▸ **WORK REQUEST**:
Continue the news report below on the drop in cattle slaughtered for bovine TB in Britain, picking up after its final sentence.

▸ **PAGE EXTRACT**:
THE number of cattle slaughtered in Britain because of bovine tuberculosis (TB) fell last year, according to official figures.

The Department for Environment, Food and Rural Affairs said 32,620 cattle were compulsorily slaughtered last year due to TB compared to 37,734 in 2012.

The number of previously TB-free herds found to be infected last year also dropped slightly to 4,815 (4.5pc) from 5,135 (4.8pc) in 2012.

Ministers said the incidence rate had been at the unacceptably high level of above four per cent for a decade, and showed the need to do everything possible to tackle the disease in cattle.

But wildlife campaigners seized on the statistics as evidence that more stringent on-farm measures to tackle TB have worked, and attacked Government claims that culling badgers – which can spread the disease to cattle – was needed.

▸ **DATASET EXCERPT**:

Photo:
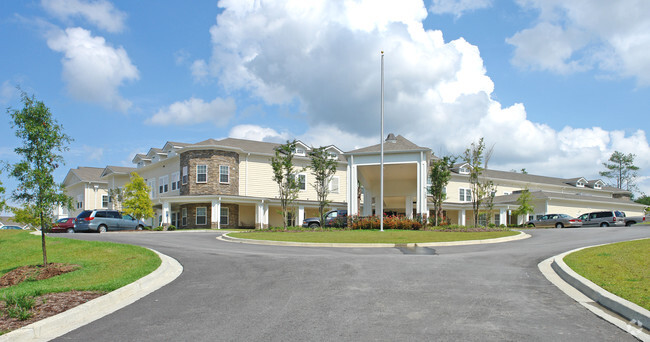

▸ **RESPONSE TO THE TASK**:
The Government has pushed forward with two controversial pilot culls of badgers, with plans to rollout the scheme more widely in England if it can be done effectively, safely and humanely. But a leaked review by independent experts assessing the pilot schemes was reported to have found that the number of badgers being killed in each area was much lower than the level needed to have a beneficial impact on TB outbreaks in herds.

Commenting on the new figures, farming minister George Eustice said: “Our efforts to control bovine TB have kept outbreaks steady over the last ten years, but we are still nowhere near an acceptable position.

Almost 90 cattle are being slaughtered each day due to bovine TB and we cannot allow that to continue.”

The disease was costing taxpayers millions each year and taking a terrible economic and emotional toll on farmers. But Dominic Dyer, chief executive of the Badger Trust and policy advisor to Care for the Wild, said TB in cattle had emerged out of poor farm bio-security, failures in disease testing, and lapses in cattle movement controls. It could not all be blamed on badgers.

In Wales, where the Government had decided against a cull, there had been a 33 per cent reduction in the number of cattle slaughtered through farming measures alone.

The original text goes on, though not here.